++++ ENTRIES PROVIDED

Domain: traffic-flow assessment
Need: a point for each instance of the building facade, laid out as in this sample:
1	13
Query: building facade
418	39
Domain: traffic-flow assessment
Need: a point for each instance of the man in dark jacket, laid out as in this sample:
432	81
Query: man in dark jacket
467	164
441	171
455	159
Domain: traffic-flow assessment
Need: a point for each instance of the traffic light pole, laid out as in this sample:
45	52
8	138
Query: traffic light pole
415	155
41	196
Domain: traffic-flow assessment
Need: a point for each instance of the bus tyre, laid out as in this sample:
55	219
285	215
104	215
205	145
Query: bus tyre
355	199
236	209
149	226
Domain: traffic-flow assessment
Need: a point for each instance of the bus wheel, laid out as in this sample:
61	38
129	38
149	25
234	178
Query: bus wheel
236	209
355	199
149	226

++++++++

- **REQUIRED WORK**:
Only the lines from the one containing "Query: building facade" through the last line of the entries above should be copied, exactly as written.

- **SOLUTION FOR THIS PROBLEM**:
Query: building facade
418	39
Domain: traffic-flow assessment
Need: a point for each instance of the man in dark jacket, laid out as in this sample:
432	81
Query: man in dark jacket
467	164
441	171
455	159
Domain: traffic-flow assessment
Need: a point for each instance of the traffic light pole, laid out as in this sample:
45	52
8	138
Query: traffic light pole
415	155
41	196
Domain: traffic-flow assessment
Need: a point for each instance of the bus tyre, laid out as in this sample:
55	219
285	215
104	215
205	145
Query: bus tyre
355	199
236	209
149	226
Domain: traffic-flow assessment
Need: a point for each instance of the bus wheel, laid out as in this sample:
61	38
129	38
149	25
234	178
Query: bus wheel
236	209
355	199
149	226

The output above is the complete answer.